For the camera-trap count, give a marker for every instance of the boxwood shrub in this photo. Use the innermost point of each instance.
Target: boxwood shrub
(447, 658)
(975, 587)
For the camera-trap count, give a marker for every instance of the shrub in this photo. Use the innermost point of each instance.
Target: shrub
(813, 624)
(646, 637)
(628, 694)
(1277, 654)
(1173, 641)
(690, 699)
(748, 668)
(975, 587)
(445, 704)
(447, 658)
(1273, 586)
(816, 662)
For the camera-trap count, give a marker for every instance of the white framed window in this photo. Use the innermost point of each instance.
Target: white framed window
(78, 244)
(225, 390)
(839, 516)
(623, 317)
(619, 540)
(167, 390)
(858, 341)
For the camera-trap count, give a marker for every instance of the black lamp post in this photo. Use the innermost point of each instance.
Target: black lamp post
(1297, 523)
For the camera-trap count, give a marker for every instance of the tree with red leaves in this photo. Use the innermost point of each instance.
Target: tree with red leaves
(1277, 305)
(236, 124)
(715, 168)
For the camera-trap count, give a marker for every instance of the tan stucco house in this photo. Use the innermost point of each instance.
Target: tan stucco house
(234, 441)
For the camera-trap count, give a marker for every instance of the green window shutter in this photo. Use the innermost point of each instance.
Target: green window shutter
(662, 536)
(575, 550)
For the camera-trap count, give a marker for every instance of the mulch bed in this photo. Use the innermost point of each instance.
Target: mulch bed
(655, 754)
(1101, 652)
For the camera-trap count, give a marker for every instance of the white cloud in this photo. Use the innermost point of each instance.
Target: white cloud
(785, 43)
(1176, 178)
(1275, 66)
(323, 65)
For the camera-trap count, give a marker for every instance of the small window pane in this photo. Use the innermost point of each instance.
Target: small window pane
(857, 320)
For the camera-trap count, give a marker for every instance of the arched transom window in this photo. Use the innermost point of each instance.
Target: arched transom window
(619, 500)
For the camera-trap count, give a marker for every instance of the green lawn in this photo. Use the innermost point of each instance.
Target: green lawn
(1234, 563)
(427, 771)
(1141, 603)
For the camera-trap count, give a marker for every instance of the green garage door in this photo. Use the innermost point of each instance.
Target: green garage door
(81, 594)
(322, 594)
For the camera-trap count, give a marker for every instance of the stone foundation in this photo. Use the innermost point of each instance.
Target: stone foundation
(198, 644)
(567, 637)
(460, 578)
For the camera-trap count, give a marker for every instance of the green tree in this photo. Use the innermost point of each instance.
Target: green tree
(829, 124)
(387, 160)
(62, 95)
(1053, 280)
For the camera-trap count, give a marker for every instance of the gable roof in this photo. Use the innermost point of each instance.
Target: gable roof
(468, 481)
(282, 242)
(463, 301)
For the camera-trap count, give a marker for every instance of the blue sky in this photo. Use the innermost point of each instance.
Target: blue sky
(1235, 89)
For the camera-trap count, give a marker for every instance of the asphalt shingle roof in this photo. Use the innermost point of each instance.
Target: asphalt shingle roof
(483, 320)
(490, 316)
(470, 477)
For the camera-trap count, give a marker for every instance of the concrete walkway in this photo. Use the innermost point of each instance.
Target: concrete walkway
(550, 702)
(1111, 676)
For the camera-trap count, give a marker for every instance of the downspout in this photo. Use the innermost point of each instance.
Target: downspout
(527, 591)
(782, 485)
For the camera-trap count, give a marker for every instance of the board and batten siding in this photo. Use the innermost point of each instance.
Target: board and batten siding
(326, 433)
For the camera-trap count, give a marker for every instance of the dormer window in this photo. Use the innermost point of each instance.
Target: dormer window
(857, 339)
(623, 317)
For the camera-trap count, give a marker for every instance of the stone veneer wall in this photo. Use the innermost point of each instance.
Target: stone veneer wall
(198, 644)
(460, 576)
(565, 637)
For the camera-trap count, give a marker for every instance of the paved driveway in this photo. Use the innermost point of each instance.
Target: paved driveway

What you are asked to do.
Show the lines of the data that hold the word "paved".

Solution to this exercise.
For the camera-trap count, give a marker for every instance of the paved driveway in this photo. Use the innermost point of each instance.
Target: paved driveway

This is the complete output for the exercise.